WHAT YOU ARE ASKED TO DO →
Starting at the line that holds "Expected output: the position of each instance of the woman with", copy every line exactly through the end of the data, and no others.
==*==
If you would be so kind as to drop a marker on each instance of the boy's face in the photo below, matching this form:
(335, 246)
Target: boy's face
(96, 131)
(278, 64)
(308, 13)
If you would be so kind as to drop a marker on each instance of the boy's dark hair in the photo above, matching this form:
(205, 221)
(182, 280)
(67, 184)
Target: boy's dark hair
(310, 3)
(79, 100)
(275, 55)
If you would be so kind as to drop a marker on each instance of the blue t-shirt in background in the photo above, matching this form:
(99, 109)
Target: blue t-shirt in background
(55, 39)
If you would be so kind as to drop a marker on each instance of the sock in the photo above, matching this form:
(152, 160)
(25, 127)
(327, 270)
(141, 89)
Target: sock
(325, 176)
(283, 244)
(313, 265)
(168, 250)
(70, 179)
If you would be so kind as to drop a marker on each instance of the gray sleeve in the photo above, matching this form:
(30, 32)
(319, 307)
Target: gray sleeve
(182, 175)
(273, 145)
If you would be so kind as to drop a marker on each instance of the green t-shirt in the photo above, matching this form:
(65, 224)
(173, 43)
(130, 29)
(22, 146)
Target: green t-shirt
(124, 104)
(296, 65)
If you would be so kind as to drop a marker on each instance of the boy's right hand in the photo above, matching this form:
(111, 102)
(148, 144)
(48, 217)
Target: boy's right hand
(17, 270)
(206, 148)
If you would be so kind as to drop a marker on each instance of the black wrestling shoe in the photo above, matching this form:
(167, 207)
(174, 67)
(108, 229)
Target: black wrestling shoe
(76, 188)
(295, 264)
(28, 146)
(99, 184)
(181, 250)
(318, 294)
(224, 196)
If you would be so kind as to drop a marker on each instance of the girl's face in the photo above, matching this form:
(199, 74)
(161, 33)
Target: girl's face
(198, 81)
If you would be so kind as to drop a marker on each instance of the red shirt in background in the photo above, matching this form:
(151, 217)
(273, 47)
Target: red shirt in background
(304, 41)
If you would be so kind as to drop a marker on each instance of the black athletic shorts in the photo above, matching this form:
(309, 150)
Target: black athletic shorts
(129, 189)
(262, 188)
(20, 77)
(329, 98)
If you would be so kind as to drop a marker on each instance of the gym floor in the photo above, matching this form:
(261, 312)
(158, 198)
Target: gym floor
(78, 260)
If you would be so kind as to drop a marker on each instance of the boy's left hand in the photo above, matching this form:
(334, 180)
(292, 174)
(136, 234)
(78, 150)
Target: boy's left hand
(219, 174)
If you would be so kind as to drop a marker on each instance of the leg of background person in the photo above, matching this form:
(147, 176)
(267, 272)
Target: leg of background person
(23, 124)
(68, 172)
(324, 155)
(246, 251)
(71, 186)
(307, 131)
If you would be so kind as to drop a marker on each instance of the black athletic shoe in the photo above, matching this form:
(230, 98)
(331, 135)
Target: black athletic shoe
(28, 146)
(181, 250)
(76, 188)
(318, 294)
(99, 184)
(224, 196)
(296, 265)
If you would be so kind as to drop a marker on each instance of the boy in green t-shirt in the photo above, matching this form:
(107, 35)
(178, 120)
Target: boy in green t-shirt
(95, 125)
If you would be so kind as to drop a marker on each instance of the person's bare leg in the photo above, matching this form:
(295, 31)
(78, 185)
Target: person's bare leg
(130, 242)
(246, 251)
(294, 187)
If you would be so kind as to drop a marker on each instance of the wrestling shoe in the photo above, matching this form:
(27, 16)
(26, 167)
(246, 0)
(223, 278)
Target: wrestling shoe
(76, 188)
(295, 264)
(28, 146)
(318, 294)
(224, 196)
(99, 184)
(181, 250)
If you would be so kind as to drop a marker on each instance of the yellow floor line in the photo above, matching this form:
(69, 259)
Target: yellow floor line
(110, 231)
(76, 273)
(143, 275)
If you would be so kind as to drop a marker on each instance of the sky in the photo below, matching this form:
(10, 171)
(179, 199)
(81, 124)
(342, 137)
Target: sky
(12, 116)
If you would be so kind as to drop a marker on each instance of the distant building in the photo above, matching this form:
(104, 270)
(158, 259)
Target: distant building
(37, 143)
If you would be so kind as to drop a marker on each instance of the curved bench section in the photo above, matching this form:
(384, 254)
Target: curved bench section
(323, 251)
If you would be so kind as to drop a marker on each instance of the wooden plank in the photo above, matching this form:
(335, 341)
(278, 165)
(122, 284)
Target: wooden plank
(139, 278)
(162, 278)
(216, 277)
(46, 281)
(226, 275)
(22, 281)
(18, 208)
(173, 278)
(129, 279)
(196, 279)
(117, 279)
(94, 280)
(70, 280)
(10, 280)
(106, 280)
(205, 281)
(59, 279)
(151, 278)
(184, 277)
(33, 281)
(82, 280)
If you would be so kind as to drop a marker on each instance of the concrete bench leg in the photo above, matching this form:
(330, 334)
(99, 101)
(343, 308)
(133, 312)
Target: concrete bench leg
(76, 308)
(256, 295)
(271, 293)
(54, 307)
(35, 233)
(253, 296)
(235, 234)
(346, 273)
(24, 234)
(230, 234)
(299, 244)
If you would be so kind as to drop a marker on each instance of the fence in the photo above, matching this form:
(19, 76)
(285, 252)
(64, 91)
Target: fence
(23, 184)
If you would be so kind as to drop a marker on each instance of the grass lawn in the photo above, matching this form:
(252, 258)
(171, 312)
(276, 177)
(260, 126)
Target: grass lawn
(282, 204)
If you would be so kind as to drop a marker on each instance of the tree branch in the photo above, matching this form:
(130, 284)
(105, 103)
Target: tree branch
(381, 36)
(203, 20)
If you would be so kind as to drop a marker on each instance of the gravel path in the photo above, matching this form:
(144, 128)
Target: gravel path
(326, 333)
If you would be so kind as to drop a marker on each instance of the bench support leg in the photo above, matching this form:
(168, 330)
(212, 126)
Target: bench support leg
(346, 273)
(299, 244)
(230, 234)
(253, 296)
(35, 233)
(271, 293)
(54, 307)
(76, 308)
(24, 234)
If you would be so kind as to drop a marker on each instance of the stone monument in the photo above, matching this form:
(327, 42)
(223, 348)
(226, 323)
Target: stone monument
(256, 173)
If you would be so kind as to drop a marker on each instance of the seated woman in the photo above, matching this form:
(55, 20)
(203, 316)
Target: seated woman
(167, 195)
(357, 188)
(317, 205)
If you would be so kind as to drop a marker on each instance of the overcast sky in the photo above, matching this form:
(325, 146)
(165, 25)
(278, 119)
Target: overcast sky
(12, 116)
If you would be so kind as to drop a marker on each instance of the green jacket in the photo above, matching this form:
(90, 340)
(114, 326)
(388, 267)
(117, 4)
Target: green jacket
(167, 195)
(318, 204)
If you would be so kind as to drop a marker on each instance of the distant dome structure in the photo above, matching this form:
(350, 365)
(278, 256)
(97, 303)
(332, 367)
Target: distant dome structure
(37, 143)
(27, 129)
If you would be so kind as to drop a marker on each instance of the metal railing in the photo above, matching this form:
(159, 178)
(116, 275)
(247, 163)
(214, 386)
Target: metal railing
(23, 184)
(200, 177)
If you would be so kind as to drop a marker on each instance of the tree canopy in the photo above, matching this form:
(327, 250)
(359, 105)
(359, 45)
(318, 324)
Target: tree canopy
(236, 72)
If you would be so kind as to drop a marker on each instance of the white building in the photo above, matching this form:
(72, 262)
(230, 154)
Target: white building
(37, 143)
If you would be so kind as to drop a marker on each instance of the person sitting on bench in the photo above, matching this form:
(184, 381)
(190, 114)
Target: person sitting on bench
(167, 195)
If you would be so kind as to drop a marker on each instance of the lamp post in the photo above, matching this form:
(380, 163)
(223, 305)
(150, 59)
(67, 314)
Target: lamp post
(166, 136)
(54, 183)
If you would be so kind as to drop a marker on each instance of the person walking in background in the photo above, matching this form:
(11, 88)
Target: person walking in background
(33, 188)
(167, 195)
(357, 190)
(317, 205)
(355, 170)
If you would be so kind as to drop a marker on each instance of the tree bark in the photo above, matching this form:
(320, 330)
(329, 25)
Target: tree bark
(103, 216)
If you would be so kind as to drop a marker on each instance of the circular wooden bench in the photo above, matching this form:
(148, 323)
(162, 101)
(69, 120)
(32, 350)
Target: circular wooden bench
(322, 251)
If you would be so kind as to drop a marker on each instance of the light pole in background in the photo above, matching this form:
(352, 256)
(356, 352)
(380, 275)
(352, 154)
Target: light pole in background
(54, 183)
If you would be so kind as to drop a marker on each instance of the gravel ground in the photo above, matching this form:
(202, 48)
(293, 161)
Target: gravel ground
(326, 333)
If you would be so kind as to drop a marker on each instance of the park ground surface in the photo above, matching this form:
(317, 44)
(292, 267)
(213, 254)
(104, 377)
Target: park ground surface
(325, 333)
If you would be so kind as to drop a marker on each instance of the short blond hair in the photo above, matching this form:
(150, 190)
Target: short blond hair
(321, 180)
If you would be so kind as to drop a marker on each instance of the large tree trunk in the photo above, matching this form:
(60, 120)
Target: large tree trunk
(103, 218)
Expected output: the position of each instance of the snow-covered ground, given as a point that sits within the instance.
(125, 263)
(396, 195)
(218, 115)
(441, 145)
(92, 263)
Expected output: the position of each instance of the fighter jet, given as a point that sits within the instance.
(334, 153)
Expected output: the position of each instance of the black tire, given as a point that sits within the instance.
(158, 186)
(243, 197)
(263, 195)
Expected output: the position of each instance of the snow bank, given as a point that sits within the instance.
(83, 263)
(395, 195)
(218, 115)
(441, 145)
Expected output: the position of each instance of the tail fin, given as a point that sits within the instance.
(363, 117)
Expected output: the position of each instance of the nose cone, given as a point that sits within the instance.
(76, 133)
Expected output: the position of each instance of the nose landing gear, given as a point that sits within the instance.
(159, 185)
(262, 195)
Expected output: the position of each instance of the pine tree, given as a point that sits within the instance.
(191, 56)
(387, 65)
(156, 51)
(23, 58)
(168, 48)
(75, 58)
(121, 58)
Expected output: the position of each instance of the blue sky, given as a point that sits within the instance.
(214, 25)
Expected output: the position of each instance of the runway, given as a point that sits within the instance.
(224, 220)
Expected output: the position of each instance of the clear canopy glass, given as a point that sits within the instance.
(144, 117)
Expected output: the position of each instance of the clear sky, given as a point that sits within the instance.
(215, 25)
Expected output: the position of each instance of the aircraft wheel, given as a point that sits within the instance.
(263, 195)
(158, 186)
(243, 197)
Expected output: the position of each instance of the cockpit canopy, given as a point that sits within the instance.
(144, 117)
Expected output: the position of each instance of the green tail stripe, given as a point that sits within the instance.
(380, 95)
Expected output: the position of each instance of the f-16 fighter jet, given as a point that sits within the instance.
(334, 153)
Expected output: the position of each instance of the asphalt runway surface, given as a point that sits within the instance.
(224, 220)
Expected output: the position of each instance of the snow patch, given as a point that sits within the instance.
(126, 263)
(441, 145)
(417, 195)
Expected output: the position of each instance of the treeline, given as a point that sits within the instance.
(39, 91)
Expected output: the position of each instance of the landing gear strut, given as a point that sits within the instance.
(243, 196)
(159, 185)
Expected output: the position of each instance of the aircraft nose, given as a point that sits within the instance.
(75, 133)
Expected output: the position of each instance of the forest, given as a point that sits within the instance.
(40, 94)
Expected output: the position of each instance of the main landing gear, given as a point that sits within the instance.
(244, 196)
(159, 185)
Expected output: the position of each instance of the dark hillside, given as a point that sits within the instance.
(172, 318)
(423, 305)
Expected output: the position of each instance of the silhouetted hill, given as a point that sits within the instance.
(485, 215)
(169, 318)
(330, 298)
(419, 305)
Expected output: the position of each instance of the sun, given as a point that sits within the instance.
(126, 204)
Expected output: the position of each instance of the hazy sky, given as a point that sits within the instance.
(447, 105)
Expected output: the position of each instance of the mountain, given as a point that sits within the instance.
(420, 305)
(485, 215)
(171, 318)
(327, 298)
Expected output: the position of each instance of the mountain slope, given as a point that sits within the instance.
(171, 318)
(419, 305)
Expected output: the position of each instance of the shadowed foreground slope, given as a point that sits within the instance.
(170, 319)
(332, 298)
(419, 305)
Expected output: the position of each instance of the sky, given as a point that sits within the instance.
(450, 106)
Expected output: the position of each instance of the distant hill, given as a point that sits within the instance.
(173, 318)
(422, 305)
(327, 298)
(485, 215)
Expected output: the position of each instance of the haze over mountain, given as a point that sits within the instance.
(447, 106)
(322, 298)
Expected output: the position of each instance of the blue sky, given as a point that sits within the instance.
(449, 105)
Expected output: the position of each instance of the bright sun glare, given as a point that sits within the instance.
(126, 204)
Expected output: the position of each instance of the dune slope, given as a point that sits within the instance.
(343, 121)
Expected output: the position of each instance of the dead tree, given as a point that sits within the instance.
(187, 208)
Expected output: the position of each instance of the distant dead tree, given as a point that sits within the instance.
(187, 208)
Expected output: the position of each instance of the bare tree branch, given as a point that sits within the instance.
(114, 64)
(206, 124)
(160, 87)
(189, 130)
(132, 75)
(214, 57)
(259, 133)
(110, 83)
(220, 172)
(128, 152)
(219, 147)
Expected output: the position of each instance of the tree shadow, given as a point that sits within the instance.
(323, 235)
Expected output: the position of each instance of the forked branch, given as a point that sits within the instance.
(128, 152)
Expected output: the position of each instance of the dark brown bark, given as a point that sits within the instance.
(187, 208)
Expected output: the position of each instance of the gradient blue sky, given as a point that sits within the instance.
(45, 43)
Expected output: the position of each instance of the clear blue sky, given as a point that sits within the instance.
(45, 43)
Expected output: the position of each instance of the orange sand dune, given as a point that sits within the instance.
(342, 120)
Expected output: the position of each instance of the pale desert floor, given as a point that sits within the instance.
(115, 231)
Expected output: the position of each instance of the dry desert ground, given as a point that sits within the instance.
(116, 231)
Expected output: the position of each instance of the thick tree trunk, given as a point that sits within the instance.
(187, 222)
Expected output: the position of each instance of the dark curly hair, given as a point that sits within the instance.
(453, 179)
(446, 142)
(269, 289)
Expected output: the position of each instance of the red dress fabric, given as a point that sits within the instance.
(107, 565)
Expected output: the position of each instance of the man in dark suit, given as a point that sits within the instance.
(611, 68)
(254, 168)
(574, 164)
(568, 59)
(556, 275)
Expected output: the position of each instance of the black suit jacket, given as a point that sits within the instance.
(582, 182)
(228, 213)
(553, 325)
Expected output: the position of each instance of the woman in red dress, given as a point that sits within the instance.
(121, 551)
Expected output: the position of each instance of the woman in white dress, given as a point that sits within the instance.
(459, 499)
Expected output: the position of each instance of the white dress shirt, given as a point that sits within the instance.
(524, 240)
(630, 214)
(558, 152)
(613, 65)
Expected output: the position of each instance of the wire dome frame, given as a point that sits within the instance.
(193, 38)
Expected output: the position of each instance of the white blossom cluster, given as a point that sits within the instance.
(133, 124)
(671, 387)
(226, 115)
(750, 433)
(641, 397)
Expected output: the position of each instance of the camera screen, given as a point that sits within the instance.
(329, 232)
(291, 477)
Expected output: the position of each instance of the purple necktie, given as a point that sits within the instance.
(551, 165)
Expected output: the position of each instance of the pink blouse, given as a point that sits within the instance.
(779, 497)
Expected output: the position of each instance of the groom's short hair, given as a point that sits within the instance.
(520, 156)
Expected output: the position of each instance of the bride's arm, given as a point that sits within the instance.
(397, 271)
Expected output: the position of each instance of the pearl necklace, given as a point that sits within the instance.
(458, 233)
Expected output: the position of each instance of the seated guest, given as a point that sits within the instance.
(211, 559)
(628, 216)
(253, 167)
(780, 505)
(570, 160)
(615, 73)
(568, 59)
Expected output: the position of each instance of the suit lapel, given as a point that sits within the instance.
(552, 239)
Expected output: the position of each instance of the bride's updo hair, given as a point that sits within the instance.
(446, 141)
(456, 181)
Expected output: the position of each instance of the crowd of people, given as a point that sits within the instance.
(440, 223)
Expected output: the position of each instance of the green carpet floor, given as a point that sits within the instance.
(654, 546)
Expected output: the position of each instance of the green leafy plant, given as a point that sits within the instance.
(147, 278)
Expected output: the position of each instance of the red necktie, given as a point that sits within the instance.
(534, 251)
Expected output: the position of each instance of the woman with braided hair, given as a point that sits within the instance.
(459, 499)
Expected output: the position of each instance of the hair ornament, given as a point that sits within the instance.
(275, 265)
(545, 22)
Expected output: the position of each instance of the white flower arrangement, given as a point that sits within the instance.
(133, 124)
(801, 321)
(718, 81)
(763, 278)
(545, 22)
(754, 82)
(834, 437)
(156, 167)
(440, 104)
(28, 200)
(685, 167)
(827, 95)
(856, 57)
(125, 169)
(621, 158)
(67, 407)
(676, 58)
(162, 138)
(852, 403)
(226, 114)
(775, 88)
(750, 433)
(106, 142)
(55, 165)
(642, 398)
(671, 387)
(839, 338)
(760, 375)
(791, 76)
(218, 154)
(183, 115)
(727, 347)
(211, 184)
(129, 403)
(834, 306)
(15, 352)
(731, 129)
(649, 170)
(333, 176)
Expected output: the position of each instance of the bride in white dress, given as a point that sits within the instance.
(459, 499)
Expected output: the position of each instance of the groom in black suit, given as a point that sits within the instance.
==*==
ANSWER FOR THE TASK →
Expected output: the position of each instance of the woman with braided hair, given as a point that sits within the instance.
(459, 499)
Expected output: the position of each instance of the hair ornament, given as a point that sits within the instance.
(275, 265)
(545, 22)
Expected output: the position of each instance of the white flower arrangement, given as a point that sits within the instance.
(133, 124)
(801, 321)
(718, 81)
(763, 278)
(545, 22)
(754, 82)
(834, 437)
(156, 167)
(440, 104)
(28, 200)
(685, 167)
(827, 95)
(856, 57)
(125, 169)
(621, 158)
(67, 407)
(676, 58)
(162, 138)
(852, 403)
(226, 114)
(775, 88)
(750, 433)
(106, 142)
(55, 165)
(642, 398)
(671, 387)
(839, 338)
(760, 375)
(791, 76)
(218, 154)
(183, 115)
(727, 347)
(211, 184)
(129, 403)
(834, 306)
(15, 352)
(731, 129)
(649, 170)
(333, 176)
Expected output: the position of each instance of the bride in white dress, given as a point that sits within the instance.
(459, 499)
Expected output: the position of each instance of the groom in black suit, given as a point that sits within the instance.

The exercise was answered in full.